▶ **Document**
OpenDRIVE 1.6.1

Disclaimer

This document is the copyrighted property of ASAM e.V. In alteration to the regular license terms, ASAM allows unrestricted distribution of this standard. §2 (1) of ASAM’s regular license terms is therefore substituted by the following clause: "The licensor grants everyone a basic, non-exclusive and unlimited license to use the standard ASAM OpenDRIVE".

1. Foreword

ASAM OpenDRIVE provides the exchange format specification to describe static road networks for driving simulation applications. The primary task of ASAM OpenDRIVE is the road description including objects along the road. The OpenDRIVE Specification covers the description on how to model e.g. roads, lanes, junctions. Dynamic content is not coverd by ASAM OpenDRIVE

1.1. Deliverables of the OpenDRIVE specification

The following deliverables are provided for OpenDRIVE:

File format specification
XML schemas
UML model
Sample files (UseCases and Examples)
Example implementations
Reference implementations spiral
Signal Base catalog for OpenDRIVE

2. Introduction

2.1. Overview

The OpenDRIVE format provides a common base for describing road networks with Extensible Markup Language (XML) syntax, with the file extension xodr. The data that is stored in an OpenDRIVE file describes the geometry of roads as well as features along the roads that influence the logics, for example, lanes and signals. The road networks that are described in the OpenDRIVE file can either be synthetic or real. The main purpose of OpenDRIVE is to provide a road network description that can be fed into simulations and to make these road network descriptions exchangeable.

The format is organized in nodes that can be extended with user defined data. This facilitates a high degree of specialization for individual applications (usually simulations) while maintaining the interoperability that is required for the exchange of data between different applications.

2.2. Normative and non-normative statements and deliverables

This specification uses a standard information structure. The following rules apply regarding normativity of sections:

Statements expressed as requirements, permissions, or prohibitions according to the use of modal verbs, as defined in chapter 2.3.3. Modal verbs, are normative.
UML diagrams from the OpenDRIVE UML model are normative.
Rules for OpenDRIVE data structures in "Rules" sections are normative.

▶ **Objective a**
Rescale the rows from the one that contains "segment the **concrete utility pole**" through the one that contains "[[[161,0],[151,1],[151,57],[161,53]]]", both included, and write out only those rows, requests included. Multiply every coordinate in the answers by 1.85 and round each to a whole number, with halves rounded up.
The OpenDRIVE specification excerpt and the rows that follow are unrelated material.

▶ **Excerpted data**
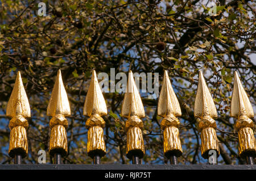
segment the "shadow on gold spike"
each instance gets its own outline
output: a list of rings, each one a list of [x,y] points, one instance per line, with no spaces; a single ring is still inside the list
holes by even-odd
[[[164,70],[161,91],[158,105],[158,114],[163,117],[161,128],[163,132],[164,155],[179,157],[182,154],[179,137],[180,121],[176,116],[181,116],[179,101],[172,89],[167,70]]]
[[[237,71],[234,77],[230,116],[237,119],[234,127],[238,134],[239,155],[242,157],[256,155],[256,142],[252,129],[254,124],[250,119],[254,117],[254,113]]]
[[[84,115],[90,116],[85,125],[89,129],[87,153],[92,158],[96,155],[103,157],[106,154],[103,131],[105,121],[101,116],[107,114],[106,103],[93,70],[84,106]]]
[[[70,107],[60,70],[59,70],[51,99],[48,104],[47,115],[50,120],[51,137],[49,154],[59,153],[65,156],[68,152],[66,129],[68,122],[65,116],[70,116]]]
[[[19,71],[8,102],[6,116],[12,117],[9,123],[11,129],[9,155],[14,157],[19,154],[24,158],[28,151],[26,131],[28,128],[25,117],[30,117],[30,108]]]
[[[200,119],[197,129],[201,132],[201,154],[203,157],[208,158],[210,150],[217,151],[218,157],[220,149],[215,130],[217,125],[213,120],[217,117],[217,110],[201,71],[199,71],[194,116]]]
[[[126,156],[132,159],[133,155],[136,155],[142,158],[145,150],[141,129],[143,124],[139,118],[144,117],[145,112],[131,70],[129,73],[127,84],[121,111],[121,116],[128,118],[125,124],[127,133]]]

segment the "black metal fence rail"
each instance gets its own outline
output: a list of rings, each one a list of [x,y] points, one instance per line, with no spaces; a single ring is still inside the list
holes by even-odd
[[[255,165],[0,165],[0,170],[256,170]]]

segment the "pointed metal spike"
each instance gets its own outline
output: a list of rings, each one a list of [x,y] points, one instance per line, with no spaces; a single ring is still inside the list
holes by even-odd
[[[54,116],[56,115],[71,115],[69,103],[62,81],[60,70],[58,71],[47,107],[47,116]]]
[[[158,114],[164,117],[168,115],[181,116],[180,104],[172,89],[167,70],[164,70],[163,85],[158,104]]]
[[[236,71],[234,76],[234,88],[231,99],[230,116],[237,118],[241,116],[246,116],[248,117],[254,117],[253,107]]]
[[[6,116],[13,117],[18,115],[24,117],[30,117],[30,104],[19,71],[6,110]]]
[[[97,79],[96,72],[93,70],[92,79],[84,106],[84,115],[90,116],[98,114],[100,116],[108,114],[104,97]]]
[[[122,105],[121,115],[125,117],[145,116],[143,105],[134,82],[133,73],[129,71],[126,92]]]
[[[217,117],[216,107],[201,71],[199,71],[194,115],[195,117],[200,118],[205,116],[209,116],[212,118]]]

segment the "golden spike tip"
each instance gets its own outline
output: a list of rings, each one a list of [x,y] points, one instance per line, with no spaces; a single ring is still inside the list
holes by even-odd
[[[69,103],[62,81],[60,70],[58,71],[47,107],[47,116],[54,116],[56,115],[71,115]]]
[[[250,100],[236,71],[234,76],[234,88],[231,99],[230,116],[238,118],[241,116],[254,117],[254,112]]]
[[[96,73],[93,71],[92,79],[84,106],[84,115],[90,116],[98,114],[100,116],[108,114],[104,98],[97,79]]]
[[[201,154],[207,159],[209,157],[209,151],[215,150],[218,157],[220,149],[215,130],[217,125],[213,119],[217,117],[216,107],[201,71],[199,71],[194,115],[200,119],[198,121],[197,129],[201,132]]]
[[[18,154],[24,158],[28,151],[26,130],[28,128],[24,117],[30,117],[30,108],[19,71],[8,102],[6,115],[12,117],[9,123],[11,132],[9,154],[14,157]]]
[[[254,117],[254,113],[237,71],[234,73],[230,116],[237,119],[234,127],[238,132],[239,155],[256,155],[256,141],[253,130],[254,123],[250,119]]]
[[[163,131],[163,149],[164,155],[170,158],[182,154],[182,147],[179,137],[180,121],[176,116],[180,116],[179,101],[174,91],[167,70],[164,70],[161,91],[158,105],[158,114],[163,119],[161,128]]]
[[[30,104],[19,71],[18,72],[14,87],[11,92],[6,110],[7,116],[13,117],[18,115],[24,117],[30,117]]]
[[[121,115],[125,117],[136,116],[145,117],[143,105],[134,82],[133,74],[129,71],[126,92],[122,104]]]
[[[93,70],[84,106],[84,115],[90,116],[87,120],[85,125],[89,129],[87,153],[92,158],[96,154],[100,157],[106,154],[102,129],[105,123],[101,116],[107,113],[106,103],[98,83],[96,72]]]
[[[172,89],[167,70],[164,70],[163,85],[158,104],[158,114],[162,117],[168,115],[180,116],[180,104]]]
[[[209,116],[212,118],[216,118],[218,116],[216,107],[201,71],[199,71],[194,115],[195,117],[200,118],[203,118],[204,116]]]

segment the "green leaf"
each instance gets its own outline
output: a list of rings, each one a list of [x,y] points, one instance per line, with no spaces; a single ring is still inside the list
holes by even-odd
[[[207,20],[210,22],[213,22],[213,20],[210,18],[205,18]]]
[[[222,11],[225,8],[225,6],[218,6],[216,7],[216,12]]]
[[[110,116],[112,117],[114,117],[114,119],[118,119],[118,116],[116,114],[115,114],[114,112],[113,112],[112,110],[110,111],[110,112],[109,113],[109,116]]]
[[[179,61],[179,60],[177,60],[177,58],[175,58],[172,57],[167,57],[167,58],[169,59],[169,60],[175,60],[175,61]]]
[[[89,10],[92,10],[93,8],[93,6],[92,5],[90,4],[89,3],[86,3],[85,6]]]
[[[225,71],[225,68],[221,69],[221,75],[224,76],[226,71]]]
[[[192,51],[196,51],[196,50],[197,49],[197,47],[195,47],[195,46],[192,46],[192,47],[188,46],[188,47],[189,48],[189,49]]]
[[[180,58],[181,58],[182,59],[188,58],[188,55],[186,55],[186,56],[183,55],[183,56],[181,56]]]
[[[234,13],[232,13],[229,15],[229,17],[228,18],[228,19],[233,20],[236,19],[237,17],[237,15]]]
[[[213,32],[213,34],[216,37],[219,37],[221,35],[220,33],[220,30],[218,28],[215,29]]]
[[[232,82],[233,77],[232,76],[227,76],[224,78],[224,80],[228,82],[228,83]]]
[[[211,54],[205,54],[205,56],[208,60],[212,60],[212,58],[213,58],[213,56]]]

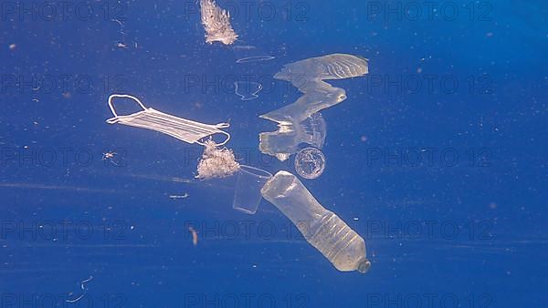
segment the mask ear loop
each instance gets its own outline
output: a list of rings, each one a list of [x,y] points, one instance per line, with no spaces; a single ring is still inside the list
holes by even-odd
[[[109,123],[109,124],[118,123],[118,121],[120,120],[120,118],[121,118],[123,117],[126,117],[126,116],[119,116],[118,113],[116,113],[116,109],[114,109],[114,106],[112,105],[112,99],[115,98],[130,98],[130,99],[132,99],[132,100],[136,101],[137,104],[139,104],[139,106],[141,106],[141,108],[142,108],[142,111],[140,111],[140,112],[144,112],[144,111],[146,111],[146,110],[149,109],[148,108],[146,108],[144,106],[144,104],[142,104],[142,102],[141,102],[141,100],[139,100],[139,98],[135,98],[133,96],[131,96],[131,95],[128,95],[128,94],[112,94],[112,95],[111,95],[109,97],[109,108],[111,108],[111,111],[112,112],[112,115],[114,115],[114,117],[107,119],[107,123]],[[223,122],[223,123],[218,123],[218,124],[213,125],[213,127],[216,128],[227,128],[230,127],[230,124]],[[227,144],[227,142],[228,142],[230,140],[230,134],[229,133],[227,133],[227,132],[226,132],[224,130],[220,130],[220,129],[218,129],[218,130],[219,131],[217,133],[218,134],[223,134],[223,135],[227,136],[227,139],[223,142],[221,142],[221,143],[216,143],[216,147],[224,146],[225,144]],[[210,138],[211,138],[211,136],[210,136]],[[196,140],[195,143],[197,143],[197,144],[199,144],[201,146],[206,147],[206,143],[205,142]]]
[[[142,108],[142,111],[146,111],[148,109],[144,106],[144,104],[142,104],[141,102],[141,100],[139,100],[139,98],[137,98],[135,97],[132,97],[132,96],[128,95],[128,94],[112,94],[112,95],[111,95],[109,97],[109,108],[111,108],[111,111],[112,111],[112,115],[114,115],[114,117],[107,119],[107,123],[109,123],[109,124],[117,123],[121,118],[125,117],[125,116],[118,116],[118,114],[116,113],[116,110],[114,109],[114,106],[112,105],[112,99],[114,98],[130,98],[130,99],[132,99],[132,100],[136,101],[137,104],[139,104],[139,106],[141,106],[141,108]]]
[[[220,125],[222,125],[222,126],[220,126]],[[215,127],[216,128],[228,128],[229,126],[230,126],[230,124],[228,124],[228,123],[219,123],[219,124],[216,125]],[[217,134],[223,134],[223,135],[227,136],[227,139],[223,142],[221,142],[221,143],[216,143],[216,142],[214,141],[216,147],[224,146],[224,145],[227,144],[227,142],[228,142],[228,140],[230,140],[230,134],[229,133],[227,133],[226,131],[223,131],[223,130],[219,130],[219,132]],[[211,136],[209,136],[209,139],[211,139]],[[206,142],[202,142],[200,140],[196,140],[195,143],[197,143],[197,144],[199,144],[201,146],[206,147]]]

* * *

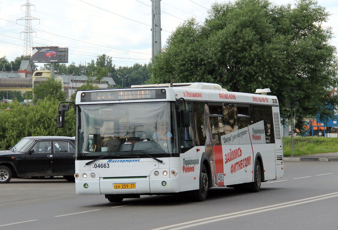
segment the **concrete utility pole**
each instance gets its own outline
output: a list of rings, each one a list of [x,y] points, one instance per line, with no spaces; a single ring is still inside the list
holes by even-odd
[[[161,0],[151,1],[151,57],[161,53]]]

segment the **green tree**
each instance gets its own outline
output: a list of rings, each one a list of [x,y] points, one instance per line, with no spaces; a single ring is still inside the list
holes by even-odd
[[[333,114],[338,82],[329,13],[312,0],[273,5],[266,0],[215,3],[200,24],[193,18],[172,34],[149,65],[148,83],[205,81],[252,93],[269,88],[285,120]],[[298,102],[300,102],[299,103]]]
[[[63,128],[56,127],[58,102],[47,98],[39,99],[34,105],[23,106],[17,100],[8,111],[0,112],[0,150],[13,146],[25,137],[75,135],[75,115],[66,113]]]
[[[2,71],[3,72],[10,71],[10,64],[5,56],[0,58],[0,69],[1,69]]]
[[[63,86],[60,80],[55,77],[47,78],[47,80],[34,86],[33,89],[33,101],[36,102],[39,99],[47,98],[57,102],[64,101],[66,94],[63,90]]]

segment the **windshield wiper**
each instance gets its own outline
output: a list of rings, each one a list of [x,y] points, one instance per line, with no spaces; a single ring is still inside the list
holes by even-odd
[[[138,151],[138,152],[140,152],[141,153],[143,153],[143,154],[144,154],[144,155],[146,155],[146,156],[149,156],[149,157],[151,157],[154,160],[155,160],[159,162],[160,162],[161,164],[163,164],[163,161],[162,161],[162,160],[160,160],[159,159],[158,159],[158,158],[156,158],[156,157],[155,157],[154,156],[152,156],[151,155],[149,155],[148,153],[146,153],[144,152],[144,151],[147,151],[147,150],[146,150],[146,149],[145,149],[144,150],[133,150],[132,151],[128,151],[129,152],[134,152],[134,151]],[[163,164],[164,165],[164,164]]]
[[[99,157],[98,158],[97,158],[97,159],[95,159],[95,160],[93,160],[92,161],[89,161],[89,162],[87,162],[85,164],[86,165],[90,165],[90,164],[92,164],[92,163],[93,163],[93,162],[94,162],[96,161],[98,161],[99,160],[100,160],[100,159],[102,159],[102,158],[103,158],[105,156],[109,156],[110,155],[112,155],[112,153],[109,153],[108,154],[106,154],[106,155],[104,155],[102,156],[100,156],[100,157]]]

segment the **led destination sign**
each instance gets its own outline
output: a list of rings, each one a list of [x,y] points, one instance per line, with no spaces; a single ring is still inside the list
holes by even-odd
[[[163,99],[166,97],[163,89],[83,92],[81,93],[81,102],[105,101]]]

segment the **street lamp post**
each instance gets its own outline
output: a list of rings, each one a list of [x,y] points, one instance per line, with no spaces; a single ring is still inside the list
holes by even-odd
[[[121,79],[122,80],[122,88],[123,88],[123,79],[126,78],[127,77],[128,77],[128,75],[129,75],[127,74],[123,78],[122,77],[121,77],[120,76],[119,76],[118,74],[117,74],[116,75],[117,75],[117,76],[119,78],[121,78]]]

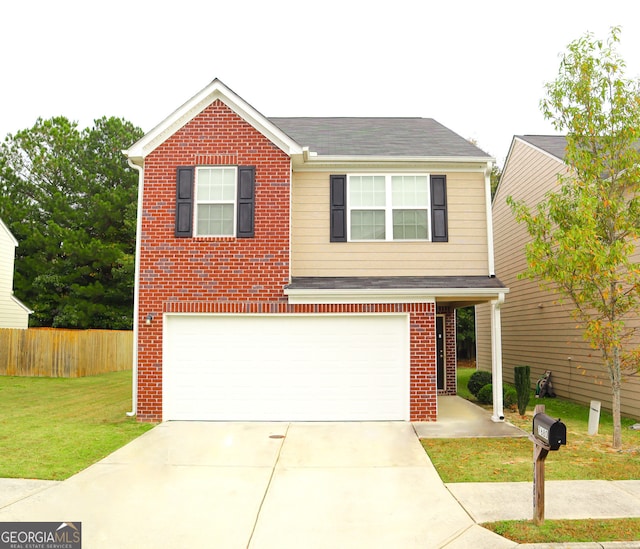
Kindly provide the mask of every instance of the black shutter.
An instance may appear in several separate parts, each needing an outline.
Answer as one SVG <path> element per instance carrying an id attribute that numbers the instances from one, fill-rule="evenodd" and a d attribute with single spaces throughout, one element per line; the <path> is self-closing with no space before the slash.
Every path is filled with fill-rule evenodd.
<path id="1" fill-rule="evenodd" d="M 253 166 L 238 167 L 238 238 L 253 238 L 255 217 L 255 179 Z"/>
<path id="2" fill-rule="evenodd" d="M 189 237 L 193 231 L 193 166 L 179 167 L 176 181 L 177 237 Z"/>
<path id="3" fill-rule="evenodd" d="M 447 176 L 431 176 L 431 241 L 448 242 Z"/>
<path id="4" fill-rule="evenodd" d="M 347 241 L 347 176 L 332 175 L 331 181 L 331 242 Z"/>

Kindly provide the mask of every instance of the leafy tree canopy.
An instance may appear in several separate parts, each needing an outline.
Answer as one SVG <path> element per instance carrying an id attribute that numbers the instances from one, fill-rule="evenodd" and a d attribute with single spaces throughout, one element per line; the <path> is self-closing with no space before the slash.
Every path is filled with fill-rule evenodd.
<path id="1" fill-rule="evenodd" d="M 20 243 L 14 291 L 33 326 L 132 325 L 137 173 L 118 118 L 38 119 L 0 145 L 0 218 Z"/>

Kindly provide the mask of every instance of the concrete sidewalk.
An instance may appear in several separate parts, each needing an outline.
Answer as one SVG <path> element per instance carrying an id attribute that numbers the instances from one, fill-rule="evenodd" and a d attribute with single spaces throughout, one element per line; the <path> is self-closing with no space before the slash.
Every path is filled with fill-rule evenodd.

▶ **Objective b**
Extend the OpenDRIVE specification excerpt, starting after its last sentence.

▶ **Written reply a**
segment the **concrete utility pole**
each instance gets its own outline
output: a list of rings, each one a list of [x,y] points, one instance per line, with no spaces; a single ring is still inside the list
holes by even-odd
[[[298,0],[279,2],[279,105],[298,98]]]

▶ **Written reply b**
XML examples and use case descriptions are non-normative.

2.3. Conventions

2.3.1. Naming Conventions

In this document, the following conventions apply:

data types are given according to IEEE standard

2.3.2. Units

Unless stated otherwise, all numeric values within this specification are in SI units, for example:

position/distance in [m]
angles in [rad]
time in [s]
speed in [m/s]

Geographic positions are stated in the unit defined by the spatial coordinate system, for example, in accordance with WGS 84 – EPSG 4326 [1].

Some data elements allow you to explicitly state the unit of a given value. If the unit is not given or if there is no means to state the unit, SI units apply. The following units may be used in explicit assignments:

Table 1. Units
Category	Description	Identifier
distance	meter	m
	kilometer	km
	feet	ft
	land mile	mile
Speed	meters per second	m/s
	miles per hour	mph
	kilometers per hour	km/h
Mass	kilogram	kg
Mass	metric tons	t
Slope	percent	%

These optional units shall be used for purposes of signage and speed indication only. They shall not be used as general units, for example, to define road geometry, etc.

2.3.3. Modal verbs

To ensure compliance with the OpenDRIVE standard, users need to be able to distinguish between mandatory requirements, recommendations, permissions, as well as possibilities and capabilities.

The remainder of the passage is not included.